# The request
Print the records verbatim, starting with the line that contains "the duck in" and continuing through the end of the records, with both ends included.
## Begin Dataset rows
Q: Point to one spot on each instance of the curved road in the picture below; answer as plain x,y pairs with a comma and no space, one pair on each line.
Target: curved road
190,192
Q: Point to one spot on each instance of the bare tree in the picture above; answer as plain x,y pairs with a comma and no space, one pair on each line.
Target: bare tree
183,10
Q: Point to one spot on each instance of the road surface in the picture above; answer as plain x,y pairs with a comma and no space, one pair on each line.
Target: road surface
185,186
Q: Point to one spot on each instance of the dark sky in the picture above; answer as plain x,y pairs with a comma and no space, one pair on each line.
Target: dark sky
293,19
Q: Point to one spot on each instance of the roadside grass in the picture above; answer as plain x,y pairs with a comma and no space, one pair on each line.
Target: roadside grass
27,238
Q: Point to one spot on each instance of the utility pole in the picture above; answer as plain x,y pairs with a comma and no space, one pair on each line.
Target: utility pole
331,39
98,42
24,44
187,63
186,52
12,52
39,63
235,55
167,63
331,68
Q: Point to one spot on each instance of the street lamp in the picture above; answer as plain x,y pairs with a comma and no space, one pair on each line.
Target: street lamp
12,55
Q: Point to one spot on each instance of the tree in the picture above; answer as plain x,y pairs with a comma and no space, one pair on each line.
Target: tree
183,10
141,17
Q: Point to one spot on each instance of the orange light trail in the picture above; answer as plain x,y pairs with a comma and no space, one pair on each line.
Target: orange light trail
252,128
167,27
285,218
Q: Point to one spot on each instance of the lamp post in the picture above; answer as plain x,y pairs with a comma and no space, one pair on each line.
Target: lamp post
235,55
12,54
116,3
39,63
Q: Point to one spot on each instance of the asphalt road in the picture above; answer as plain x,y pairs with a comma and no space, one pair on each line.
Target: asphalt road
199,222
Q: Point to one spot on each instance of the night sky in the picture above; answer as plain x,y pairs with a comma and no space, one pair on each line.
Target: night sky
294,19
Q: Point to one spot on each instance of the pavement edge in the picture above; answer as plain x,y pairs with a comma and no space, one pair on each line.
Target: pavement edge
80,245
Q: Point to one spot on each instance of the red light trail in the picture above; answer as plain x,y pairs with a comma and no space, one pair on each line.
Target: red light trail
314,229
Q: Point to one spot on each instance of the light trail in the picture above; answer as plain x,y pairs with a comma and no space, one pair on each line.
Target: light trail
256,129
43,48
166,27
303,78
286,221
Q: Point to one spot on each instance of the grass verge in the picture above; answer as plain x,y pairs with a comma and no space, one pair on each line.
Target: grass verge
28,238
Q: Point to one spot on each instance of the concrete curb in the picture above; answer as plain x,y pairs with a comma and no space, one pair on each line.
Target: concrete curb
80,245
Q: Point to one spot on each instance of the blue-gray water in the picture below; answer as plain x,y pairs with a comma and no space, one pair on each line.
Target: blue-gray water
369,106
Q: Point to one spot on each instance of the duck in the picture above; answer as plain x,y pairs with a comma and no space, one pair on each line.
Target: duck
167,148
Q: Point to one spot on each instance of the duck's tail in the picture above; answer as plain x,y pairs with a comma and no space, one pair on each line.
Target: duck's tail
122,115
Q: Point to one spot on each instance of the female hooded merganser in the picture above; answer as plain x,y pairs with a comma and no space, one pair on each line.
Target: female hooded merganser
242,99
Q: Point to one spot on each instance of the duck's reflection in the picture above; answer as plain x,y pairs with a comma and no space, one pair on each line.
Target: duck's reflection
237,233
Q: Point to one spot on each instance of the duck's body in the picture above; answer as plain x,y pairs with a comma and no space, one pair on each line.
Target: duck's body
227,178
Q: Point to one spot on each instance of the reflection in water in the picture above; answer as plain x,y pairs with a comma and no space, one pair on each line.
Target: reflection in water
## End Dataset rows
# Correct answer
Q: Point to one spot on each instance of the duck in the picture above; answer as plain x,y pairs with a comma and no space, one pair on each line.
Target: duck
167,148
Q: Point to one spot on each instance of the duck's tail in the picture above; answer as plain x,y pairs with a comma and no space, one pair on each line.
Target: duck's tail
122,115
Q: Point to one spot on each instance of the female hooded merganser in the picture above; answer as plain x,y pairs with a comma and no space, one pair on each line.
Target: female hooded merganser
242,99
Q: Point to one spot on each instance of the duck's reflection in the picture above; answer as plain x,y pairs with a comma and no space, one pair on each line.
Target: duck's reflection
237,233
Q: Point to one spot on each instance of the duck's body in the picture above; answer as plain x,y pairs with a comma and no space, one pair on each line.
Target: duck's body
227,178
Q: Point to one spot on each instance of the reflection in water in the picture above; answer as plain x,y pairs with a comma and no space, one pair on each line.
Target: reflection in water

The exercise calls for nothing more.